- Document -
=======

The decision

Upper Tribunal
(Immigration and Asylum Chamber) Appeal Number PA/05266/2019 (V)


Heard remotely by (via MS Teams)
Decision & Reasons Promulgated
On 2 June & On 22 September 2021
On the 28th October 2021






For the Appellant: Mr J Gajjar, instructed by Axis Solicitors Ltd, Ilford
For the Respondent: Ms J Isherwood, Senior Home Office Presenting Officer

1. The decision in this appeal falls to be remade, in accordance with the decision of UT Judge Finch dated 28 May 2020, which should be read herewith.
2. A transfer order was made to enable the decision to be completed by another judge.
3. The appellant summarises his position in a skeleton argument dated 19 February 2021, (prepared by Mr Malik, of counsel, and adopted by Mr Gajjar). The respondent's position is summarised in a skeleton argument (by Mr T Lindsay) dated 8 March 2021.
4. On 2 June 2021, evidence was heard from Mr Verney, expert witness for the appellant, and from the appellant.
5. The hearing was completed on 22 September 2021. I am obliged to both representatives for their clear and helpful submissions, having heard which, I reserved my decision.
6. IM and AI (Risks - membership of Beja Tribe, Beja Congress and JEM) Sudan CG [2016] UKUT 00188 (IAC), although its title refers to specific matters which do not relate to this appellant, is the starting point. The summary in the headnote is as follows:
1. In order for a person to be at risk on return to Sudan there must be evidence known to the Sudanese authorities which implicates the claimant in activity which they are likely to perceive as a potential threat to the regime to the extent that, on return to Khartoum there is a risk to the claimant that he will be targeted by the authorities. The task of the decision maker is to identify such a person and this requires as comprehensive an assessment as possible about the individual concerned.
2. The evidence draws a clear distinction between those who are arrested, detained for a short period, questioned, probably intimidated, possibly rough handled without having suffered (or being at risk of suffering) serious harm and those who face the much graver risk of serious harm. The distinction does not depend upon the individual being classified, for example, as a teacher or a journalist (relevant as these matters are) but is the result of a finely balanced fact-finding exercise encompassing all the information that can be gleaned about him. The decision maker is required to place the individual in the airport on return or back home in his community and assess how the authorities are likely to re-act on the strength of the information known to them about him.
3. Distinctions must be drawn with those whose political activity is not particularly great or who do not have great influence. Whilst it does not take much for the NISS to open a file, the very fact that so many are identified as potential targets inevitably requires NISS to distinguish between those whom they view as a real threat and those whom they do not.
4. It will not be enough to make out a risk that the authorities' interest will be limited to the extremely common phenomenon of arrest and detention which though intimidating (and designed to be intimidating) does not cross the threshold into persecution.
5. The purpose of the targeting is likely to be obtaining information about the claimant's own activities or the activities of his friends and associates.

=======

- Material provided -
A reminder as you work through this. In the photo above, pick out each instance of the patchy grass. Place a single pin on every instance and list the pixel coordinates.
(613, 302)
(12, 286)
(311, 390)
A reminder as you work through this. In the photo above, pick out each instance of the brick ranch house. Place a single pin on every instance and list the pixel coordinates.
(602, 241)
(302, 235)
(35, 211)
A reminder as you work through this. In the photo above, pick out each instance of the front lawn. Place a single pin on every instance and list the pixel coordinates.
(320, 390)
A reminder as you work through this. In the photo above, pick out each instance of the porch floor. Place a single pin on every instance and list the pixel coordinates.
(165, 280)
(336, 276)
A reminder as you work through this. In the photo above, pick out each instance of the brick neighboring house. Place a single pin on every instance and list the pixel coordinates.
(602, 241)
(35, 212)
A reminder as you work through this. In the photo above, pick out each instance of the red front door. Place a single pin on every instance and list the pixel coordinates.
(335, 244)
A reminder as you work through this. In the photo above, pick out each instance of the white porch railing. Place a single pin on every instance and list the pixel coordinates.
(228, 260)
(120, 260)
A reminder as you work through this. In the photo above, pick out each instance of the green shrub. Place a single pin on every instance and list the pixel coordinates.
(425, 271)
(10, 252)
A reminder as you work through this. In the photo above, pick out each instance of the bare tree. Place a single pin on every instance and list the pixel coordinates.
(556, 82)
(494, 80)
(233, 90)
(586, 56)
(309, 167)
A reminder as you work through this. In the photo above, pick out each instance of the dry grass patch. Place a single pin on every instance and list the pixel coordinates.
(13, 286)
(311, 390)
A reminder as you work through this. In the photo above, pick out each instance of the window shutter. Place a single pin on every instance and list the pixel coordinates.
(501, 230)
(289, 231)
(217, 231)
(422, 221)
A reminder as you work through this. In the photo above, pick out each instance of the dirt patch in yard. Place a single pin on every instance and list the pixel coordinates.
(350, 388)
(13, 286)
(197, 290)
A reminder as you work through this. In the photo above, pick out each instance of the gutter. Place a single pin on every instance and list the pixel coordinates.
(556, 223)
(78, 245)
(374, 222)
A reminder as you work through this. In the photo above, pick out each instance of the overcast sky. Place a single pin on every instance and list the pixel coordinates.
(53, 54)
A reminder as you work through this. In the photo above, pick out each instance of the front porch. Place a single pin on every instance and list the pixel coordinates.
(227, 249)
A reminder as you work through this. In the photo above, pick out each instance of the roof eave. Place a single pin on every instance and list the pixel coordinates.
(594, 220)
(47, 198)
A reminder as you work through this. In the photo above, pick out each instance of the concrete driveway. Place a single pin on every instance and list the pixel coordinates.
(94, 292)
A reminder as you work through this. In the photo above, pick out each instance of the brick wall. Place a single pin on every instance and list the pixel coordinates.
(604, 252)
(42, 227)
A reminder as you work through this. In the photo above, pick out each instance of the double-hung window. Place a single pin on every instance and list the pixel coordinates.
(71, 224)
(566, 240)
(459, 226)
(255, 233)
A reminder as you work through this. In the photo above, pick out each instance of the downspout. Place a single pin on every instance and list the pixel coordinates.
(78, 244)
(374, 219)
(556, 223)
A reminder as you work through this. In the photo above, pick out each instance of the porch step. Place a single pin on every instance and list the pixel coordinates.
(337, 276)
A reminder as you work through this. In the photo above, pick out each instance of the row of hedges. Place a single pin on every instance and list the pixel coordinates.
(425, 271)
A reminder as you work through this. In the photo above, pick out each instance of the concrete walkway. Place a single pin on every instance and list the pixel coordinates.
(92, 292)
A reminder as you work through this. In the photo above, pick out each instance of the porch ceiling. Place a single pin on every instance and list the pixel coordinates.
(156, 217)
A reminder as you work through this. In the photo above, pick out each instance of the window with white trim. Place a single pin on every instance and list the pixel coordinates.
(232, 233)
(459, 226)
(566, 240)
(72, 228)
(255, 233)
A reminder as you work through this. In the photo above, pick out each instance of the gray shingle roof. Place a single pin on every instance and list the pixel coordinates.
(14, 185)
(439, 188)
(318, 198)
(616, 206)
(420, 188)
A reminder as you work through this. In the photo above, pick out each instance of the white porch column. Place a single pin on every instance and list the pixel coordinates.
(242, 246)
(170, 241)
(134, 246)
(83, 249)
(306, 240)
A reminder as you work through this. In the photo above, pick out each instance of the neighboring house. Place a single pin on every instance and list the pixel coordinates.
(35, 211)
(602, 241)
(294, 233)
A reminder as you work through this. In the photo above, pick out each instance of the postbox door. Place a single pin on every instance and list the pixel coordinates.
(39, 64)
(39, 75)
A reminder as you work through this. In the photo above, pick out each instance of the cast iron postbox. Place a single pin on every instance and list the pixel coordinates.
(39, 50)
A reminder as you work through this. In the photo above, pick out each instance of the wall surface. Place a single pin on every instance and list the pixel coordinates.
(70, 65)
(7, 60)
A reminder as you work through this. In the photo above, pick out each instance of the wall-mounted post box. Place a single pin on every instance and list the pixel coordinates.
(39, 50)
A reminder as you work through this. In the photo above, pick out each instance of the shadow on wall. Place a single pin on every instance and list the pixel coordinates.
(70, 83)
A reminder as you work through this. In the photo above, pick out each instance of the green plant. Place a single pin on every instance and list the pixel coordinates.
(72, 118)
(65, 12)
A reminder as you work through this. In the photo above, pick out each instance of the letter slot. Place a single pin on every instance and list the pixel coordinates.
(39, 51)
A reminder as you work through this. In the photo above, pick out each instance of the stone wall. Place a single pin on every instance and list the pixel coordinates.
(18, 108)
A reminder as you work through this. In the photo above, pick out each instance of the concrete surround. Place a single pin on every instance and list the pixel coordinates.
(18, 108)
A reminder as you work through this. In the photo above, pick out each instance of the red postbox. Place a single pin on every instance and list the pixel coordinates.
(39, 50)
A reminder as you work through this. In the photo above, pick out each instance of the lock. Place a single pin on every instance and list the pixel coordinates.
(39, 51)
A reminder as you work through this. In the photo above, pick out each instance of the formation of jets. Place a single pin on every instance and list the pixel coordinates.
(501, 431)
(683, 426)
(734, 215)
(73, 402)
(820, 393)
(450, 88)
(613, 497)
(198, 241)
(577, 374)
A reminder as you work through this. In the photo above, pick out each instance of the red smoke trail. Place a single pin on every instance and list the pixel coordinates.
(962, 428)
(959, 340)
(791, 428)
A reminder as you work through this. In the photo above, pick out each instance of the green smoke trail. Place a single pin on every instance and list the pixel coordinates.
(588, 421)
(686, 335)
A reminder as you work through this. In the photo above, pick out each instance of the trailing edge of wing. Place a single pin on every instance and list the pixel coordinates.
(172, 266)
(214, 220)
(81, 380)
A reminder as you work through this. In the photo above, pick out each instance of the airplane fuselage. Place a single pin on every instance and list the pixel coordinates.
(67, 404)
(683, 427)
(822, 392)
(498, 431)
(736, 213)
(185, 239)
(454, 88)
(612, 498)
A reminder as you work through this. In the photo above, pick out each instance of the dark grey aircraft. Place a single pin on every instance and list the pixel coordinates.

=======

- Problem 1 -
From the tribunal decision above, write out the passage starting at "2. A transfer" and ending at "reserved my decision.".
- Problem 2 -
List every person the tribunal decision names with the title "Mr" or "Ms".

- Right answer 1 -
2. A transfer order was made to enable the decision to be completed by another judge.
3. The appellant summarises his position in a skeleton argument dated 19 February 2021, (prepared by Mr Malik, of counsel, and adopted by Mr Gajjar). The respondent's position is summarised in a skeleton argument (by Mr T Lindsay) dated 8 March 2021.
4. On 2 June 2021, evidence was heard from Mr Verney, expert witness for the appellant, and from the appellant.
5. The hearing was completed on 22 September 2021. I am obliged to both representatives for their clear and helpful submissions, having heard which, I reserved my decision.

- Right answer 2 -
Mr J Gajjar
Ms J Isherwood
Mr Malik
Mr T Lindsay
Mr Verney